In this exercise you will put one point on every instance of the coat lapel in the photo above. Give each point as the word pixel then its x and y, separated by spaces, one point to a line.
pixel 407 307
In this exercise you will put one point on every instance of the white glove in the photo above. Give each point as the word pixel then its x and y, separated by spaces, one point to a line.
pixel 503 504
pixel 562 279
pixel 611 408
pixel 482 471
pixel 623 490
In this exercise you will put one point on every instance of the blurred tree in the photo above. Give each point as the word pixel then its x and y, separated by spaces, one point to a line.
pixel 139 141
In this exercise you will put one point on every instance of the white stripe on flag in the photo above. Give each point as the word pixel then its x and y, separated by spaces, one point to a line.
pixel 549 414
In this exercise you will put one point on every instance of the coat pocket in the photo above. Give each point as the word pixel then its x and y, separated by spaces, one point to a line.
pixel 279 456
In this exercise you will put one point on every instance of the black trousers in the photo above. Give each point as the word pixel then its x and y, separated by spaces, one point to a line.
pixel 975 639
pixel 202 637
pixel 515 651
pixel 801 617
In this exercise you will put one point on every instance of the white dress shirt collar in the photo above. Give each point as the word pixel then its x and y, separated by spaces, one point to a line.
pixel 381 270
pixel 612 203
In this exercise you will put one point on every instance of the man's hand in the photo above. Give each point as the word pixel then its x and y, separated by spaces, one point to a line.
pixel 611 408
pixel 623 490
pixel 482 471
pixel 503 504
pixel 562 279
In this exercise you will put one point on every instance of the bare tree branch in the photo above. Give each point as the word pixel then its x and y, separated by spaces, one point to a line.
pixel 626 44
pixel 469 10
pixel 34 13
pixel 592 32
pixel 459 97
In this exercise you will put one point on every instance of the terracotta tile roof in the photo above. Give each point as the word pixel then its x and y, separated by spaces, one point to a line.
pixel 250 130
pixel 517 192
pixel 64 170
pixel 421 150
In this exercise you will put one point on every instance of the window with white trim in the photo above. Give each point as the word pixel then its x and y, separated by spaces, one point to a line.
▬▬▬▬▬▬
▶ BRIEF: Copy out every row above word for word, in the same order.

▶ CORRECT OUTPUT:
In this exercise you will put one point on every instance of the coat lapel in the photo above. Give each point as the word pixel then its x and y, separated by spaces, one point to a line.
pixel 407 307
In this exercise you will put one point on every instance of the white glove in the photo above. Give each point as the word pixel then its x and y, separated by spaces, one point to a line.
pixel 503 504
pixel 562 279
pixel 611 408
pixel 482 471
pixel 623 490
In this exercise you will put one point on every instance of the blurred tree in the photo above. Give each point as the word pixel then its x and y, separated by spaces, one point to a line.
pixel 139 141
In this exercise you will put one point on every instance of the white stripe on flag in the photo above. Give each point as the word pixel then its x and y, separated by spaces, one point to a line.
pixel 549 414
In this exercise you will put one point on every instance of the coat pocket in the photo above. Give each point as the word pixel then its x and y, separated by spaces, one point to a line.
pixel 279 456
In this exercise you will put one point on every instance of the black trousers in the photo above. Give each point as the word pixel then its x and y, separated by spaces, one point to a line.
pixel 975 639
pixel 202 637
pixel 515 651
pixel 801 617
In this exercise you will put one point on every instance of the white dress shirt collar in the photo above. Give each point as the word pixel then its x and y, separated by spaces, one point to a line.
pixel 381 270
pixel 612 203
In this exercise you will put one point on every instance of the man's hand in the photo above. Give each point as the word pixel then its x and y, separated by spaces, one point to a line.
pixel 611 408
pixel 623 490
pixel 482 471
pixel 503 504
pixel 562 279
In this exercise you will put one point on every instance of the bare tree branch in the photo above. Give each point as the word pixel then its x and y, separated by spaces, one point to a line.
pixel 626 44
pixel 469 10
pixel 34 13
pixel 592 32
pixel 459 97
In this exercise you will put one point on every instance of the terracotta tile roof in the photo above. Give each point as the word pixel then its x and y, separated by spaces, one point to a line.
pixel 250 130
pixel 517 192
pixel 64 170
pixel 421 150
In this exercise you will put one point on every instance of the window with white trim in the photo above. Give each point as the word pixel then its x and y, separated by spaces, one point to a line.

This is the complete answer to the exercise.